(To be done):
• A. In the visa e-mail thread, what does Guest base the good-news reading on? Answer in one to three sentences.
• B. Carry on the visa e-mail thread from its last line, writing the post that follows the final header.

(Supplied text):
<<<<

# What does this mean ? E-mail from UKBA



## Beastie (Mar 16, 2010)

I applied for the Spouse Settlement visa and I've just received an automated e-mail from UKBA with the following message :

"Your visa will be despatched shortly. Passports can normally be collected from the Visa Application Centre after 3 days. Applicants in Australia and New Zealand should allow 3 days before tracking their documents via the local post. UKBA-Manila Visa Hub"

What does this mean ? Did I get the visa ? 

OMG ! I'm shaking like a leaf at the moment !!!


----------



## Guest (May 19, 2011)

Beastie said:


> I applied for the Spouse Settlement visa and I've just received an automated e-mail from UKBA with the following message :
> 
> "Your visa will be despatched shortly. Passports can normally be collected from the Visa Application Centre after 3 days. Applicants in Australia and New Zealand should allow 3 days before tracking their documents via the local post. UKBA-Manila Visa Hub"
> 
> ...


Sure sounds as though you've received a yes to me! Congratulations, congratulations, congratulations!!! :clap2:

And enjoy your lane:


----------



## Nita2011 (Apr 25, 2011)

Beastie said:


> I applied for the Spouse Settlement visa and I've just received an automated e-mail from UKBA with the following message :
> 
> "Your visa will be despatched shortly. Passports can normally be collected from the Visa Application Centre after 3 days. Applicants in Australia and New Zealand should allow 3 days before tracking their documents via the local post. UKBA-Manila Visa Hub"
> 
> ...



Yayy congrats! :clap2::clap2::clap2:


----------



## brayrobert201 (May 4, 2011)

>>>>

(Extracted entries):

<<<<

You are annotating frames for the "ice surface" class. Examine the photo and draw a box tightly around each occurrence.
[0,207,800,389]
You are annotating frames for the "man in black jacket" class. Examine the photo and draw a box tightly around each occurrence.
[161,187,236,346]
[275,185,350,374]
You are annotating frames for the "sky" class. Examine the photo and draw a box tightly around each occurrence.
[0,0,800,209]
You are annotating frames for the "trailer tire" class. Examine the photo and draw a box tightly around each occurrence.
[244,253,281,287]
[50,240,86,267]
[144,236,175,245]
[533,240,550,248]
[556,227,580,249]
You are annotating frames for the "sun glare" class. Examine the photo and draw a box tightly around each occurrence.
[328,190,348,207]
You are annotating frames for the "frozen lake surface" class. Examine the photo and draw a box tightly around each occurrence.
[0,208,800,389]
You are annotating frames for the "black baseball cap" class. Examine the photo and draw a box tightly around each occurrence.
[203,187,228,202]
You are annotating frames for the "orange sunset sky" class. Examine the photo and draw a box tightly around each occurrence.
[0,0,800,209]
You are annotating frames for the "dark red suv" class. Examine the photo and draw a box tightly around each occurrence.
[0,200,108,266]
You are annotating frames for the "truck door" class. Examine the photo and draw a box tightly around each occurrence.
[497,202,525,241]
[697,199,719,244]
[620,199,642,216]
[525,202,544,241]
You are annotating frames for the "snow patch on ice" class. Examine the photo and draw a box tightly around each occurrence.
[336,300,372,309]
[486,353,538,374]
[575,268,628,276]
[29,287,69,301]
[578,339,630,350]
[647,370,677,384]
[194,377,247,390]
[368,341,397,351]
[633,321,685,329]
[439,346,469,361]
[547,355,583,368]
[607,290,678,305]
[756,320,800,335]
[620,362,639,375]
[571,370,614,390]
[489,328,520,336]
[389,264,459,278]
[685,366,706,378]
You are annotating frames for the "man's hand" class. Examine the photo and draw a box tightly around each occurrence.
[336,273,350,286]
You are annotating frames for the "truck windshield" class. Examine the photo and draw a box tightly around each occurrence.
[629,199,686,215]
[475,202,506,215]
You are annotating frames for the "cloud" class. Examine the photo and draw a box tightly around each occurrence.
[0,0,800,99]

>>>>

(The results):
• A. Guest quotes the automated UKBA message Beastie received. It says the visa "will be despatched shortly" and that passports can normally be collected from the Visa Application Centre after 3 days. Based on that, Guest says it sounds as though Beastie received a yes and offers congratulations.

• B.
Just had this email for my wife's visa.

Including transport times I think it took one working day. (We shoved in all the proof that we were a couple we gave to the Australian government for her spouse visa here, so they had an inch thick folder of proof of legitimacy detailing our relationship over the last seven years)

I've seen some people get insulting to people who are asking a truly blatantly obvious question, but the paranoia is intense at the moment.


----------



## rdingwall (Jan 29, 2012)

Beastie said:


> I applied for the Spouse Settlement visa and I've just received an automated e-mail from UKBA with the following message :
> 
> "Your visa will be despatched shortly. Passports can normally be collected from the Visa Application Centre after 3 days. Applicants in Australia and New Zealand should allow 3 days before tracking their documents via the local post. UKBA-Manila Visa Hub"
> 
> ...


Not necessarily. I got this email a few days ago too for my Tier 2 (UKBA-Manila Visa Hub), and called the 0900 UKBA visa consultants to ask what it meant. (My visa hasn't shown up in the mail yet, and I am very anxious to know the outcome so I can start booking plans etc). Despite the wording which suggests the existence of a new visa, the rep confirmed *"Your visa will be despatched shortly" is a standard form email that always gets sent regardless if your application was approved or rejected*.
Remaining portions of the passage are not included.